═══ DATASET RECORDS

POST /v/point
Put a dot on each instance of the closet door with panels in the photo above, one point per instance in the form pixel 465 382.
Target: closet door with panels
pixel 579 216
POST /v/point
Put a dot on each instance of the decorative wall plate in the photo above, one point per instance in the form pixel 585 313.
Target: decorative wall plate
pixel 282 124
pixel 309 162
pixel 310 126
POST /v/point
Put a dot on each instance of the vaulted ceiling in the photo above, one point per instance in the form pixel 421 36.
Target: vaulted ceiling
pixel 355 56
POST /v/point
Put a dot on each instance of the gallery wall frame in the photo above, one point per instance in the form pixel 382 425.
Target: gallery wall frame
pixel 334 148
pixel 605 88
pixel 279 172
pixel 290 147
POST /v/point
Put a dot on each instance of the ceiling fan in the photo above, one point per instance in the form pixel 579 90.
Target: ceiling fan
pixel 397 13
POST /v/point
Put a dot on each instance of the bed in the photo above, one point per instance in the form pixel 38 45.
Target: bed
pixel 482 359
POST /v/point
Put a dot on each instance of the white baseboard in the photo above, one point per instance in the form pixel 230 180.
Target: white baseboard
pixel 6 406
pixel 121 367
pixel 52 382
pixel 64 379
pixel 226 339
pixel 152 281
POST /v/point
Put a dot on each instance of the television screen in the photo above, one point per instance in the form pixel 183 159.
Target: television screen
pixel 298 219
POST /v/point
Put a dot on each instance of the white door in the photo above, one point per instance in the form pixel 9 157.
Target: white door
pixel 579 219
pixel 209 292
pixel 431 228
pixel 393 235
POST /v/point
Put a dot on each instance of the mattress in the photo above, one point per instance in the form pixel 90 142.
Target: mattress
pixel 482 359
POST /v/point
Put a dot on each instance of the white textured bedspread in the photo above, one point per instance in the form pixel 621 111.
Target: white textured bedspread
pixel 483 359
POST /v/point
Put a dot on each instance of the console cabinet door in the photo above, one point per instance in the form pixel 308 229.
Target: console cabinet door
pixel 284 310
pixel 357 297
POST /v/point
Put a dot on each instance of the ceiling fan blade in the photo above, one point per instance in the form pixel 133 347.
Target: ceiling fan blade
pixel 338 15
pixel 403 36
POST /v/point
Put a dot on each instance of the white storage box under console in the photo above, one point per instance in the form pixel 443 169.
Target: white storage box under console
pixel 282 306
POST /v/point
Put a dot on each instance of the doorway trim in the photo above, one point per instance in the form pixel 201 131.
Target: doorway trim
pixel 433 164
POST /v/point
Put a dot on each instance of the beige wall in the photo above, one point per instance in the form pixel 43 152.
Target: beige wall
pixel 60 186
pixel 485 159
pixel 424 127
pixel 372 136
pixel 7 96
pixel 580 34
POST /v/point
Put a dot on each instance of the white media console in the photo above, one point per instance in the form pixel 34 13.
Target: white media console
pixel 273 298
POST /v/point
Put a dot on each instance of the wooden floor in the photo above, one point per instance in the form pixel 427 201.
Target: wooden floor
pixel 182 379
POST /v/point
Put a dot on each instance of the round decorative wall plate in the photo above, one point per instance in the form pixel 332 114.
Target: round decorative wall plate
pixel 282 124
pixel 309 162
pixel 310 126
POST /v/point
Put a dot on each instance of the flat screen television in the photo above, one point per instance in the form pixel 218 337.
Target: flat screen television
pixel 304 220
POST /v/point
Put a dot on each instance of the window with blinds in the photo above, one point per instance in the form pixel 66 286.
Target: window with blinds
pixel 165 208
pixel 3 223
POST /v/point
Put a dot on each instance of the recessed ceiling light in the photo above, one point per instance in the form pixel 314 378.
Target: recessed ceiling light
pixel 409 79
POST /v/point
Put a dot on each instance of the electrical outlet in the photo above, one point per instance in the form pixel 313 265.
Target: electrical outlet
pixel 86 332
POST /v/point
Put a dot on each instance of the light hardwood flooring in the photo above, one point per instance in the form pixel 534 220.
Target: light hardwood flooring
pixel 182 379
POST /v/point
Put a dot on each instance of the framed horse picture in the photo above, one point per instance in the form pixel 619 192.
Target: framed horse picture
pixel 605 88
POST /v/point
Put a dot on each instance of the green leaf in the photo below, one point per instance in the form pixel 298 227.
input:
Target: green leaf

══════

__AIM OF THE EXERCISE__. Repeat each record exactly. Omit nothing.

__SOLUTION TO THE PROBLEM__.
POST /v/point
Put a dot on each instance of the closet door with panels in the photo above, one point per instance in the form pixel 465 382.
Target: closet door with panels
pixel 579 216
POST /v/point
Put a dot on each instance of the decorative wall plate in the photo above, one point per instance in the form pixel 585 313.
Target: decorative wall plate
pixel 282 124
pixel 309 162
pixel 310 126
POST /v/point
Put a dot on each instance of the vaulted ceiling in the photo above, one point per instance in the form pixel 421 36.
Target: vaulted ceiling
pixel 355 56
POST /v/point
Put a dot on each instance of the gallery wall frame in the photo above, one point per instance in the form pixel 382 425.
Target: gallery wall frame
pixel 334 148
pixel 605 88
pixel 279 172
pixel 290 147
POST /v/point
Put a dot on each instance of the ceiling fan in the photo above, one point per instance in the form pixel 579 90.
Target: ceiling fan
pixel 397 13
POST /v/point
Put a dot on each instance of the bed in the photo above, one point per instance in the form pixel 38 45.
Target: bed
pixel 482 359
POST /v/point
Put a dot on each instance of the white baseboard in the photo above, one point per instance in the form pixel 230 180.
Target: white baseboard
pixel 6 406
pixel 121 367
pixel 52 382
pixel 64 379
pixel 226 339
pixel 152 281
POST /v/point
Put a dot on each instance of the television screen in the photo above, one point per instance in the form pixel 183 159.
Target: television screen
pixel 298 219
POST /v/point
Put a dot on each instance of the white door in the photo above, one point per instance in the form pixel 9 157.
Target: white door
pixel 579 219
pixel 209 292
pixel 431 228
pixel 393 235
POST /v/point
Put a dot on each instance of the mattress in the photo above, one point per instance in the form pixel 90 142.
Target: mattress
pixel 482 359
POST /v/point
Put a dot on each instance of the white textured bedspread in the photo above, one point per instance in the form pixel 621 111.
Target: white textured bedspread
pixel 483 359
POST /v/point
Put a dot on each instance of the console cabinet door in the photo above, one point per instance in the form pixel 308 229.
Target: console cabinet door
pixel 284 310
pixel 357 297
POST /v/point
Put a dot on each instance of the ceiling fan blade in the photo above, one point per instance in the form pixel 133 347.
Target: ceiling fan blade
pixel 338 15
pixel 403 36
POST /v/point
Put a dot on each instance of the white storage box under console in the photo above, one point per instance in the form pixel 443 169.
Target: white storage box under console
pixel 282 306
POST /v/point
Put a dot on each instance of the doorway trim in the photo above, one point per instance in the form pixel 201 131.
Target: doorway trim
pixel 433 164
POST /v/point
Put a dot on each instance of the beige wall in the photo above, one point per instance in the form pixel 43 152.
Target: beige wall
pixel 60 186
pixel 485 159
pixel 424 127
pixel 372 136
pixel 7 96
pixel 580 34
POST /v/point
Put a dot on each instance of the white media console in the photo above, one point per instance in the form pixel 34 13.
Target: white media console
pixel 273 298
POST /v/point
Put a dot on each instance of the wooden floor in the photo above, one point per instance in the form pixel 427 201.
Target: wooden floor
pixel 182 379
POST /v/point
Put a dot on each instance of the round decorative wall plate in the photo above, one point per instance in the form pixel 332 114.
Target: round decorative wall plate
pixel 282 124
pixel 309 162
pixel 310 126
POST /v/point
Put a dot on each instance of the flat screen television in the photo above, one point per instance in the form pixel 218 337.
Target: flat screen television
pixel 304 220
POST /v/point
Put a dot on each instance of the window with blinds in the photo above, one point per instance in the form pixel 66 286.
Target: window with blinds
pixel 165 208
pixel 3 223
POST /v/point
Put a dot on each instance of the recessed ceiling light in the photo above, one point per instance in the form pixel 314 378.
Target: recessed ceiling light
pixel 409 79
POST /v/point
Put a dot on each instance of the electrical outlet in the photo above, one point per instance in the form pixel 313 265.
Target: electrical outlet
pixel 86 332
POST /v/point
Put a dot on each instance of the light hardwood flooring in the photo above, one point per instance in the form pixel 534 220.
Target: light hardwood flooring
pixel 182 379
POST /v/point
Put a dot on each instance of the framed horse picture in the photo above, one point per instance in the form pixel 619 192.
Target: framed horse picture
pixel 605 88
POST /v/point
Put a dot on each instance of the green leaf in the photo below, one point per instance in the form pixel 298 227.
input:
Target: green leaf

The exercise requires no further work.